• [Problem statement] Word for word, repeat everything in the records below except the pictures.

-- Opening Marker --

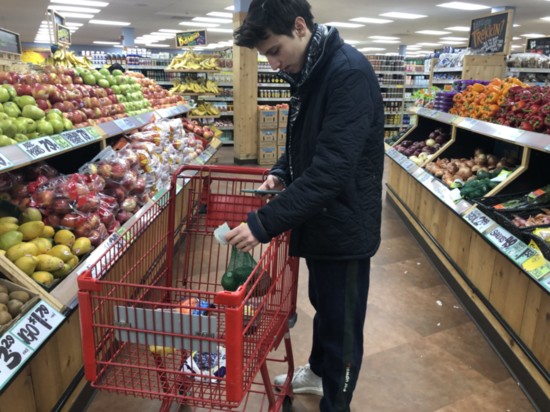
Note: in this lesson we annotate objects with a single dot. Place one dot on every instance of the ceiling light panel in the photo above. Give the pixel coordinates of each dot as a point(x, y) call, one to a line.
point(212, 20)
point(197, 24)
point(110, 22)
point(369, 20)
point(344, 24)
point(459, 5)
point(73, 9)
point(399, 15)
point(433, 32)
point(84, 3)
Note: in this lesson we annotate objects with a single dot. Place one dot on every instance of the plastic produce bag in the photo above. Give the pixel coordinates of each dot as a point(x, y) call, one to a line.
point(241, 265)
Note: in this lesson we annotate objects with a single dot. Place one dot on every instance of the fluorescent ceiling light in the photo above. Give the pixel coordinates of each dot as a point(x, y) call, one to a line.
point(384, 37)
point(75, 9)
point(433, 32)
point(79, 15)
point(344, 24)
point(371, 20)
point(463, 6)
point(220, 30)
point(81, 3)
point(212, 20)
point(197, 24)
point(110, 22)
point(398, 15)
point(455, 38)
point(220, 14)
point(532, 35)
point(372, 49)
point(387, 41)
point(458, 28)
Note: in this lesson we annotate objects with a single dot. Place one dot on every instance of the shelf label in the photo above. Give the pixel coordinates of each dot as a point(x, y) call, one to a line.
point(41, 147)
point(13, 355)
point(502, 238)
point(78, 137)
point(27, 335)
point(4, 162)
point(125, 123)
point(479, 220)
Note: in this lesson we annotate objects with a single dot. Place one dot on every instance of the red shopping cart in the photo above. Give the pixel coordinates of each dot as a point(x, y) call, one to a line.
point(156, 322)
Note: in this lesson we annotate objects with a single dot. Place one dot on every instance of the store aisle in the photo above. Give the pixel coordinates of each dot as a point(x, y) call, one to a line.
point(422, 351)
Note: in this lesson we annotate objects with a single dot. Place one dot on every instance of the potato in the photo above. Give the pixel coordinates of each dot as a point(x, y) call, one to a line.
point(20, 295)
point(14, 307)
point(5, 318)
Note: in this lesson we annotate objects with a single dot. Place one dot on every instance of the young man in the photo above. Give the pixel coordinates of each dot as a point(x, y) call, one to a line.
point(332, 176)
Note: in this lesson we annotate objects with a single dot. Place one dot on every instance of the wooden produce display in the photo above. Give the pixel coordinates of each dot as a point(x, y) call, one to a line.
point(44, 371)
point(499, 278)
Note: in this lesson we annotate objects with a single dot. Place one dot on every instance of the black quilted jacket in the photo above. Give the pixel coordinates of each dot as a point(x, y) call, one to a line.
point(333, 163)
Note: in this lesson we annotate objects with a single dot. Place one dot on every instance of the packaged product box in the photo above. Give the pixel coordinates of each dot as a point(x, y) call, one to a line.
point(267, 118)
point(282, 117)
point(267, 155)
point(267, 137)
point(281, 136)
point(33, 299)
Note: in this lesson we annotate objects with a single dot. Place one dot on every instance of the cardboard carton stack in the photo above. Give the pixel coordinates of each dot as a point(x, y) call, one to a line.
point(271, 133)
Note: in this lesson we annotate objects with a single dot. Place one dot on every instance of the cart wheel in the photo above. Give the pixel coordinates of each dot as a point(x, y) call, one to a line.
point(287, 404)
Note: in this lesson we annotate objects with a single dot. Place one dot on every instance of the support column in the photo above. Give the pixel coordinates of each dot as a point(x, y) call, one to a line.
point(245, 95)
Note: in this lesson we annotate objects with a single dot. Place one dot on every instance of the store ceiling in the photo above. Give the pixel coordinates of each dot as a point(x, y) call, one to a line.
point(25, 16)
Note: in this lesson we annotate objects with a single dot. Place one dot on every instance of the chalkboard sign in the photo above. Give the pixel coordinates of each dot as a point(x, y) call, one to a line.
point(541, 46)
point(491, 33)
point(9, 42)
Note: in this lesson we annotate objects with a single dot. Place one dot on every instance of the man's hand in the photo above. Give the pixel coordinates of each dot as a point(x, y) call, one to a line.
point(242, 238)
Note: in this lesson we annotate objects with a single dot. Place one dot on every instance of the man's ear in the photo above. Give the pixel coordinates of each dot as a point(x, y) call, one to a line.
point(300, 26)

-- Closing Marker --

• [Answer area]
Note: in this lesson we annotate objects with a single dot. Place one dot on every instance of the ceiling light panel in the photo above. Give the pixel coordinates of each dot as a point(x, y) call, one to a line.
point(212, 20)
point(197, 24)
point(110, 22)
point(369, 20)
point(344, 24)
point(459, 5)
point(73, 9)
point(399, 15)
point(433, 32)
point(84, 3)
Note: in this lesson we annotate objects with a single dot. Place one dot on every instance of the plastic produce bag in the photo above. Give the pixel coordinates of each dot as a point(x, y) call, one to a line.
point(241, 265)
Note: in this lesson we annotate objects with a single dot. Place one dot on every instance of the fluorescent ceiling light in the photo above. Give the pixel coordinates of each dot as a point(x, y) call, one to a line.
point(384, 37)
point(75, 9)
point(433, 32)
point(79, 15)
point(344, 24)
point(371, 20)
point(463, 6)
point(220, 30)
point(81, 3)
point(212, 20)
point(197, 24)
point(110, 22)
point(398, 15)
point(455, 38)
point(220, 14)
point(532, 35)
point(372, 49)
point(387, 41)
point(458, 28)
Note: in this lesson we annotate objects with a single dot. Place one dot on every instance of the shelf label in the photo above. Give the pixel coordinates of each dot as a point(x, y) call, one to a line.
point(41, 147)
point(13, 355)
point(502, 238)
point(78, 137)
point(27, 335)
point(4, 162)
point(125, 123)
point(479, 220)
Note: in this lesson we annotate objects with a single dot. Place one dot on every instance of the red shopping cart in the photo above. Give the pixel coordinates of each dot as a point(x, y) call, one to a line.
point(156, 322)
Note: in this lesson we annotate objects with a single dot. Place one dot on every instance of the store aisle in the photo above. Give the pixel coordinates of each dot as a point(x, y) call, one to a line.
point(422, 351)
Note: in this lesson we annotate objects with a single dot. Place one dot on every instance of the potato in the photo above. Give the pixel coordinates of each dot as a point(x, y) call, one to a line.
point(20, 295)
point(14, 307)
point(5, 318)
Note: in this lesson we annotate objects with a single dot. Place one dot on every instance of the young man in the photo above. Give the pixel coordinates of each dot as a point(x, y) call, one to a line.
point(332, 176)
Note: in this lesson we annotate objects with a single dot. Place one dot on every instance of the wooden produce display in the photo above. Give the pixel coordinates of each dot as a point(x, y) call, one to a line.
point(44, 371)
point(499, 278)
Note: in this lesson we annotate objects with a single dot. Place one dot on every instance of the black quilted jacket in the photo above. Give the pixel coordinates of each dot as a point(x, y) call, one to a line.
point(333, 163)
Note: in this lesson we annotate objects with a single dot. Place one dot on every instance of the packaged product box in the photo above. Give the pixel coordinates of each dot as a point(x, y) call, one to a line.
point(267, 118)
point(282, 117)
point(267, 155)
point(267, 137)
point(281, 136)
point(33, 299)
Note: in this lesson we annotate objects with a single dot. Place one dot on every instance of the cardboard carton stack in the photo above. Give the pixel coordinates of each dot as a point(x, y) call, one to a line.
point(271, 133)
Note: in this lesson we annotate objects with a single dot. Place one dot on every instance of the cart wheel in the photo above. Give the pixel coordinates of each dot as a point(x, y) call, one to a line.
point(287, 404)
Note: in this lesson we annotate objects with a single dot. Place one dot on every instance of the support column in the photo above. Give the pixel coordinates of each dot as a point(x, y) call, one to a line.
point(245, 95)
Note: in this lesson we annotate objects with a single dot. Place one dot on every instance of the store ceiling in the photo above. Give the pixel coordinates of each dot as a point(x, y) call, one to a line.
point(25, 16)
Note: in this lesson we annotate objects with a single dot. Place one dot on every instance of the chalkboard sign in the photo above. Give the pixel coordinates of each dot as a point(x, y) call, one to a line.
point(541, 46)
point(491, 33)
point(9, 42)
Note: in this lesson we annotate objects with a single dot. Place one dot on every instance of the man's hand in the photo above. Give the pixel coordinates of each dot as a point(x, y) call, one to a line.
point(242, 238)
Note: in this lesson we annotate objects with a single dot. Place one dot on every instance of the man's ear in the photo above. Give the pixel coordinates of each dot as a point(x, y) call, one to a line.
point(300, 26)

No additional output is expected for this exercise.